* Task to complete:
Locate "Please indicate the green shrub" in the listing below, then output the line holding it and every line after it, exactly and with nothing else.

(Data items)
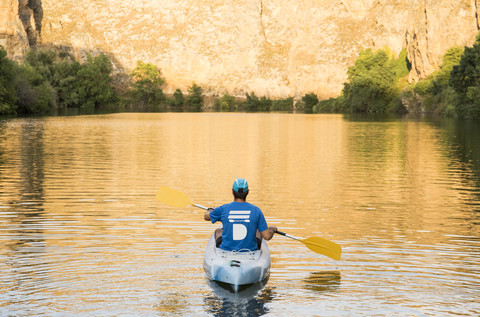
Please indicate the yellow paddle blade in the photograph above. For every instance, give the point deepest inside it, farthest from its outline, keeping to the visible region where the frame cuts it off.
(323, 246)
(173, 197)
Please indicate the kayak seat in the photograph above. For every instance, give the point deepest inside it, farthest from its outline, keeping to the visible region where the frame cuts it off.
(219, 241)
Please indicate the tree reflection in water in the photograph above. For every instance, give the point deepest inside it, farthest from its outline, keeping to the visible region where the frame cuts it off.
(248, 301)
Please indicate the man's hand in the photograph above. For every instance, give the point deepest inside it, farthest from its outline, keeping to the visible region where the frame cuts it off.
(268, 234)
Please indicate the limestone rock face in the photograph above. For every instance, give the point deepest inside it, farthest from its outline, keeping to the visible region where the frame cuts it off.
(20, 25)
(276, 48)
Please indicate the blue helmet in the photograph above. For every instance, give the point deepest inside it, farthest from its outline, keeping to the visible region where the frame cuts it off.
(240, 185)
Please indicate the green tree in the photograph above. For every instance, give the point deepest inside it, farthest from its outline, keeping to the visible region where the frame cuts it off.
(465, 80)
(436, 94)
(226, 103)
(94, 83)
(309, 101)
(252, 102)
(194, 98)
(282, 105)
(373, 81)
(35, 95)
(8, 96)
(178, 101)
(65, 82)
(146, 88)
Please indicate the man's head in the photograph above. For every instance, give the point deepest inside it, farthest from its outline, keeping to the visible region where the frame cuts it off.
(240, 188)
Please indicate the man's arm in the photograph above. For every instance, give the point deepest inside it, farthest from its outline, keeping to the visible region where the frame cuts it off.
(206, 216)
(268, 234)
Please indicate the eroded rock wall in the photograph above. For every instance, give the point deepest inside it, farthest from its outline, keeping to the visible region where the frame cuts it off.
(276, 48)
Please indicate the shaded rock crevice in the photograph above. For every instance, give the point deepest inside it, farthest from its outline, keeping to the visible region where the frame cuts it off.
(30, 13)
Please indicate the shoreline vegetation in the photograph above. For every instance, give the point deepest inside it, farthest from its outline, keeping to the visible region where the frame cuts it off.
(51, 81)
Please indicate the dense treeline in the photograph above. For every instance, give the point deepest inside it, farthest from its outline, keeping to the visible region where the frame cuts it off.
(377, 82)
(48, 81)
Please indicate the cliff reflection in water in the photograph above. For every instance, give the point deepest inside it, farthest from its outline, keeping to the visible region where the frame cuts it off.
(82, 233)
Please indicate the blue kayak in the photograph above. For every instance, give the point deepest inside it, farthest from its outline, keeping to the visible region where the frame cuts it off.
(236, 268)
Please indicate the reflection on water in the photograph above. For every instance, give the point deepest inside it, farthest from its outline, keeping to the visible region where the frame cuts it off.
(325, 281)
(248, 301)
(82, 234)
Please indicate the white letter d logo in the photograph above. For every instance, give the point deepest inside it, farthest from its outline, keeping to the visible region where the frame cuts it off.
(239, 231)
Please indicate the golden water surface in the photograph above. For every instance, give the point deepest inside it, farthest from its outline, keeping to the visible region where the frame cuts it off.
(82, 234)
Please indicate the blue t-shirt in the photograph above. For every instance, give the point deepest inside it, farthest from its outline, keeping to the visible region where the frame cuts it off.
(240, 223)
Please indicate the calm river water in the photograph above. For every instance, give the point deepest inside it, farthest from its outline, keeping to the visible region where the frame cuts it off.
(82, 234)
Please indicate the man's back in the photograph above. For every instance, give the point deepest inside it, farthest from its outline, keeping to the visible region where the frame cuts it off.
(240, 223)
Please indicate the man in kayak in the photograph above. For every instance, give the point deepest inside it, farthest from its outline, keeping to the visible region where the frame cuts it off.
(242, 222)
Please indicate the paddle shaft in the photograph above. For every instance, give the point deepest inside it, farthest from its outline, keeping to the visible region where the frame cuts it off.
(200, 206)
(288, 235)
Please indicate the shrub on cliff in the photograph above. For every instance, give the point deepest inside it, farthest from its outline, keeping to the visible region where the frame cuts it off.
(8, 96)
(35, 95)
(194, 100)
(465, 80)
(95, 83)
(177, 102)
(436, 95)
(373, 81)
(226, 103)
(309, 101)
(254, 104)
(146, 88)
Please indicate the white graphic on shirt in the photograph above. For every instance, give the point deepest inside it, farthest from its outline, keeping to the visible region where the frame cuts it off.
(239, 229)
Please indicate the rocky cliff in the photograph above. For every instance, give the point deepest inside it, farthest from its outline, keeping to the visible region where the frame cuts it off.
(275, 48)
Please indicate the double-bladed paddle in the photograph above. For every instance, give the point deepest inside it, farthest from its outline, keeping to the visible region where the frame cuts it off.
(175, 198)
(318, 245)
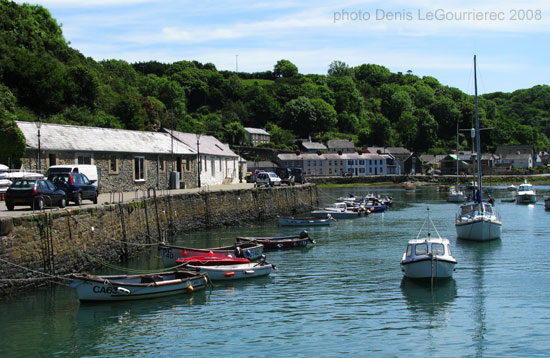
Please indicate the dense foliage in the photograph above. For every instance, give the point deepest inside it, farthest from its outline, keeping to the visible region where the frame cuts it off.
(42, 76)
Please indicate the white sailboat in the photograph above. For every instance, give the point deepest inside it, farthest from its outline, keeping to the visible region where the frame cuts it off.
(456, 195)
(476, 220)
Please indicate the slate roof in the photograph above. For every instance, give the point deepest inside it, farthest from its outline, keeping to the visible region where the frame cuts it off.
(314, 146)
(256, 130)
(207, 144)
(339, 143)
(61, 137)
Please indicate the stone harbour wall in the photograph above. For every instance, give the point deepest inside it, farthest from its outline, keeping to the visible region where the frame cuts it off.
(79, 239)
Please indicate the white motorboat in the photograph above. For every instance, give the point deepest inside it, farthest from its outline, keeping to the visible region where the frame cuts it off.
(456, 196)
(476, 220)
(526, 194)
(428, 257)
(337, 211)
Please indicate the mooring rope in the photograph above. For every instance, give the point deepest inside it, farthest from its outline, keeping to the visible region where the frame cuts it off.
(108, 265)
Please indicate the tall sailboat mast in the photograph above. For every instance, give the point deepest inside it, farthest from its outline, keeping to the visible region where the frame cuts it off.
(478, 196)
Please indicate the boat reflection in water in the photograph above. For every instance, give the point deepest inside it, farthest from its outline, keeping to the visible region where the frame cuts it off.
(421, 296)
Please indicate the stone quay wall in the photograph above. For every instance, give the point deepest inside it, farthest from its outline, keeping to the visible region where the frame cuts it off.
(79, 239)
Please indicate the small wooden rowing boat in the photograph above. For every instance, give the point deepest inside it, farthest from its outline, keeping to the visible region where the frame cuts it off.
(293, 221)
(280, 242)
(136, 287)
(235, 271)
(170, 253)
(212, 261)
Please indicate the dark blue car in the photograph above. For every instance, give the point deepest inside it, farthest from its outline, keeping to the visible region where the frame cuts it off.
(36, 193)
(77, 186)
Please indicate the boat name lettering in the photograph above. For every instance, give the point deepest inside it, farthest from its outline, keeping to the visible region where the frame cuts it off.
(103, 289)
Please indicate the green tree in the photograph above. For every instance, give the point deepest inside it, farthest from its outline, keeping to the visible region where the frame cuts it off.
(285, 69)
(300, 115)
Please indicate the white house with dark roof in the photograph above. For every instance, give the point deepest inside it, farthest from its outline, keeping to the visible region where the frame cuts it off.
(335, 164)
(219, 164)
(343, 146)
(257, 136)
(313, 147)
(126, 160)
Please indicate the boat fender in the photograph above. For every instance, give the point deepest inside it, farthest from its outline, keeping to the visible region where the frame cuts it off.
(123, 290)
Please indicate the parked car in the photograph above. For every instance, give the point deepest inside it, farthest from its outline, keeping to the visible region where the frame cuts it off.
(76, 186)
(89, 170)
(298, 175)
(286, 175)
(267, 178)
(36, 193)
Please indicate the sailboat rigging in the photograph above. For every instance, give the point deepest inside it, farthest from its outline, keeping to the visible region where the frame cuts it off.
(476, 220)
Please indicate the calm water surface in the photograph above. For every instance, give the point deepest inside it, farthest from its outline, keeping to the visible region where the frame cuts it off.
(345, 296)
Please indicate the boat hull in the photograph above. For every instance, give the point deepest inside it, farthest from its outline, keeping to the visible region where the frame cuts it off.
(282, 242)
(127, 288)
(234, 272)
(339, 215)
(428, 268)
(526, 198)
(290, 221)
(479, 230)
(170, 253)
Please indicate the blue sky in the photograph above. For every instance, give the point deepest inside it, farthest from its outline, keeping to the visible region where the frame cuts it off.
(509, 37)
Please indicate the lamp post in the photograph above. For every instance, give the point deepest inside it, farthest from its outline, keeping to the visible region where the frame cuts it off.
(198, 160)
(38, 125)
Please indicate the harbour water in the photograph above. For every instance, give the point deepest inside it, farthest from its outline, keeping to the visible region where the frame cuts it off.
(346, 296)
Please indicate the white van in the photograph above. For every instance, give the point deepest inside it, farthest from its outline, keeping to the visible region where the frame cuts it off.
(87, 169)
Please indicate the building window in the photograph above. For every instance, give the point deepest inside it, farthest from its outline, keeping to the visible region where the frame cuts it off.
(113, 164)
(162, 165)
(139, 169)
(53, 159)
(84, 159)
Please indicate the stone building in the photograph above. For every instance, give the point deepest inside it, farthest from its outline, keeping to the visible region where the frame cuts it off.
(126, 160)
(257, 136)
(219, 164)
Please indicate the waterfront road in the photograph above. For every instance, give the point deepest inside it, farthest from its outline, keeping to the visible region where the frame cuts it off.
(107, 198)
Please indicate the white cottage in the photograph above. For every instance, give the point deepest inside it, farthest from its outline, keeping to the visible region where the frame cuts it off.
(219, 164)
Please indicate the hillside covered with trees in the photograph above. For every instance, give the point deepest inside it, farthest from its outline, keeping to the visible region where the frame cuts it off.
(41, 76)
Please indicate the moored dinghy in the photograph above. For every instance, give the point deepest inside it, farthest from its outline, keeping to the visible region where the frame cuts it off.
(234, 271)
(171, 253)
(135, 287)
(526, 194)
(280, 242)
(429, 257)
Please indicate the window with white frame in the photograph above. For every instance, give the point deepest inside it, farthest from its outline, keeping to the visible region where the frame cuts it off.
(139, 168)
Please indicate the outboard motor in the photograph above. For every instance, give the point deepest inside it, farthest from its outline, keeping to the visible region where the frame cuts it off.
(238, 252)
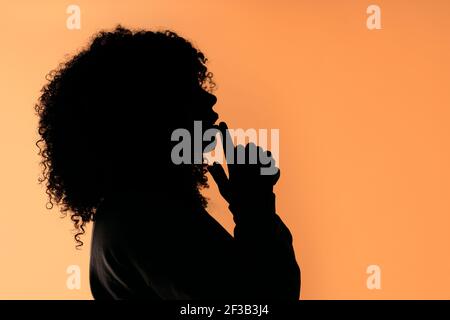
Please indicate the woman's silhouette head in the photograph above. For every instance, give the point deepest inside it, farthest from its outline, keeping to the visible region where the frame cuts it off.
(107, 114)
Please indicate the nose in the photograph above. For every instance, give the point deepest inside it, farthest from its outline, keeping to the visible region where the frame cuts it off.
(212, 99)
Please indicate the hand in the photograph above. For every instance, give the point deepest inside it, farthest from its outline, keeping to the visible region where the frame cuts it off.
(246, 189)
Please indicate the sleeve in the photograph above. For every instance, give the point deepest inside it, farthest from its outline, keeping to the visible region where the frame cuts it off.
(197, 259)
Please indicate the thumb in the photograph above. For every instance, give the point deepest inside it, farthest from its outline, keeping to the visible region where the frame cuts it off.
(221, 179)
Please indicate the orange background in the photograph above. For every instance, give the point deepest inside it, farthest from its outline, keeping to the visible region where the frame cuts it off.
(364, 133)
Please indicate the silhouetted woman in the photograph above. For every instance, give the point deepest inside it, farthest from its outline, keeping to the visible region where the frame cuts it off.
(106, 119)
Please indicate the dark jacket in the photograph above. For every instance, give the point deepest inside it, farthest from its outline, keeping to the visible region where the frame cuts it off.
(142, 251)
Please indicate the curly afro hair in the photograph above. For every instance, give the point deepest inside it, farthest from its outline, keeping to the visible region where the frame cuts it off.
(103, 109)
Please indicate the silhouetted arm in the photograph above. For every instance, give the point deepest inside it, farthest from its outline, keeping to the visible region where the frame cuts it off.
(193, 257)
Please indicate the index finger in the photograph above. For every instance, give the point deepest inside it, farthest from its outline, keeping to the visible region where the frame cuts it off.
(227, 143)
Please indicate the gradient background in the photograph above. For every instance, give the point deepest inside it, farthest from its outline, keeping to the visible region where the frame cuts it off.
(364, 133)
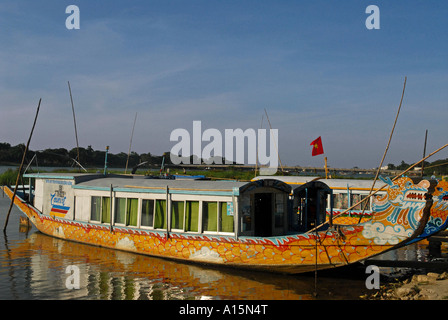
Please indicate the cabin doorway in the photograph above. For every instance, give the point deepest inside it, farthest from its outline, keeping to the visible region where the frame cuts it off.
(310, 205)
(263, 214)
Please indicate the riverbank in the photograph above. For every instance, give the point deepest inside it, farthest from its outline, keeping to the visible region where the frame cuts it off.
(429, 286)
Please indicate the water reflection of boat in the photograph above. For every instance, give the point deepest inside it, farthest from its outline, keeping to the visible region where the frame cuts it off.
(113, 274)
(239, 224)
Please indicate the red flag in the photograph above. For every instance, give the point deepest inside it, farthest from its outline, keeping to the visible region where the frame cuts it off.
(317, 147)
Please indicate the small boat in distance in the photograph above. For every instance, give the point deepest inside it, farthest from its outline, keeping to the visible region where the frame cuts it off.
(264, 224)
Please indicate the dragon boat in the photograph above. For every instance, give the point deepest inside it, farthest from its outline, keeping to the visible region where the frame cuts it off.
(264, 224)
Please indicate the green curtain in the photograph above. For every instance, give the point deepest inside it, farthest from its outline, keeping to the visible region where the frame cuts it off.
(192, 216)
(209, 216)
(177, 215)
(159, 219)
(226, 219)
(120, 210)
(95, 210)
(132, 212)
(105, 210)
(147, 213)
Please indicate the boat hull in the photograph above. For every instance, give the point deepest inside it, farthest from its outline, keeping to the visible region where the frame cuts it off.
(286, 254)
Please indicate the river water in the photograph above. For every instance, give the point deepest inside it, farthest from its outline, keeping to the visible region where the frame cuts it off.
(34, 266)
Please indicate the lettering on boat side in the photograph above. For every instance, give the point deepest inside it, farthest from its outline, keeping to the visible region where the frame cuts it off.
(212, 153)
(373, 281)
(72, 21)
(229, 309)
(72, 281)
(373, 20)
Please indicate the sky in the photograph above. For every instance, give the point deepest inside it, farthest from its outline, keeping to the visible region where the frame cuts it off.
(313, 66)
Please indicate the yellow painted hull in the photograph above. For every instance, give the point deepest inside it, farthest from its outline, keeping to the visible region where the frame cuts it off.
(288, 254)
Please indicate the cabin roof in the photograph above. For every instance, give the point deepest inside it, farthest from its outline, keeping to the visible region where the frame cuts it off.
(332, 183)
(124, 183)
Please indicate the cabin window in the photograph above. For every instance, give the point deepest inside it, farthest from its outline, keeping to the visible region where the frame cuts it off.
(226, 221)
(160, 215)
(279, 210)
(177, 215)
(358, 197)
(340, 201)
(95, 210)
(192, 216)
(147, 213)
(120, 210)
(100, 209)
(131, 212)
(126, 211)
(209, 216)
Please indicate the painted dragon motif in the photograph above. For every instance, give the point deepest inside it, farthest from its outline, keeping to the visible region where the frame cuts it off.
(401, 207)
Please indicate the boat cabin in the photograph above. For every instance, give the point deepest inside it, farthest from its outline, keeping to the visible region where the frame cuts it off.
(258, 208)
(344, 193)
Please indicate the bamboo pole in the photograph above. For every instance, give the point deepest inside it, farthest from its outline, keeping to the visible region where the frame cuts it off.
(424, 152)
(21, 166)
(275, 144)
(375, 192)
(74, 120)
(130, 144)
(387, 147)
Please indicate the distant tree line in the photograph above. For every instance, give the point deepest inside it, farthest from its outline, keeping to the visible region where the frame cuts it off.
(88, 157)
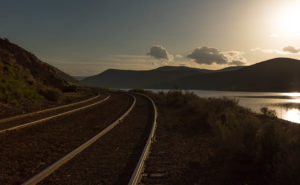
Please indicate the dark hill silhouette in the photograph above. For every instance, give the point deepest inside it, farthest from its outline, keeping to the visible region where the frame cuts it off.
(166, 75)
(24, 76)
(279, 74)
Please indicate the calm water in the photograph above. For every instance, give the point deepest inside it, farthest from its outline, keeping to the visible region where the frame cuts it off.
(286, 105)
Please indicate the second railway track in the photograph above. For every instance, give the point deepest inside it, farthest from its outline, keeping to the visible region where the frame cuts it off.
(26, 120)
(34, 148)
(113, 158)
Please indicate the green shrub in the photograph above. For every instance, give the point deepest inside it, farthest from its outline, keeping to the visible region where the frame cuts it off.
(267, 112)
(51, 94)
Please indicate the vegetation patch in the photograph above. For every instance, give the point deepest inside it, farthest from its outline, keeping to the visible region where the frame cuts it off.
(215, 141)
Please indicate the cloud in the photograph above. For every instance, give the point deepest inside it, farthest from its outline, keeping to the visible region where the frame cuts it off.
(274, 35)
(209, 56)
(269, 51)
(236, 63)
(291, 49)
(160, 52)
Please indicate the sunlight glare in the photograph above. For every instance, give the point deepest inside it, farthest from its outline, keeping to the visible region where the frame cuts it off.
(287, 20)
(292, 115)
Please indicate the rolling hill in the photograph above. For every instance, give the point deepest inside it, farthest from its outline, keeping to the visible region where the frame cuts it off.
(279, 74)
(114, 78)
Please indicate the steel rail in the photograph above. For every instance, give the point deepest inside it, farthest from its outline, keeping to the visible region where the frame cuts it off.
(46, 110)
(46, 172)
(54, 116)
(136, 176)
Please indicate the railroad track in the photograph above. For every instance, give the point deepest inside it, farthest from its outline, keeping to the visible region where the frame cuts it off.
(27, 151)
(26, 120)
(117, 158)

* Reply:
Please indicate the green shrub in the photograph above. For every instance, give the point deepest inside it, farthest from its outline, keeping to the visible region where the frame cuts it off.
(267, 112)
(51, 94)
Please indicate the vegetation patch in the photograph above. For every instance, give the point deepest inside it, farthest from its outline, keeping to the visible region where the frame cuts it off.
(215, 141)
Please indicate the cloud in the photograph above. For every instance, give the point deepest inside it, farthest from its outline, keeping to the visible region where the frame cuts it off.
(274, 35)
(209, 56)
(269, 51)
(236, 63)
(291, 49)
(160, 52)
Please indicate the sunlight glare in the photograph above. For every instance, give the point deepest inside it, farthest from its outline, keeping to the visible region where the frame cuts it off.
(287, 20)
(292, 115)
Please indicate the rolling hill in the photograph above. For every instance, give the point deepest inside it, farthest from its outline, keeping to the visible region where the frame cuts it off.
(279, 74)
(114, 78)
Please indicate the steel rail in the photograph above. For every instance, give the point deepest inside it, farthest from its outline, keeping to the visible region where the frame cuts it off.
(46, 110)
(46, 172)
(54, 116)
(136, 176)
Please indicate the railroad track in the photograph above. For every instance, give the point deepest inside it, farthest from its outline, keeping to the visible region where the frame cuts it off.
(27, 151)
(26, 120)
(117, 158)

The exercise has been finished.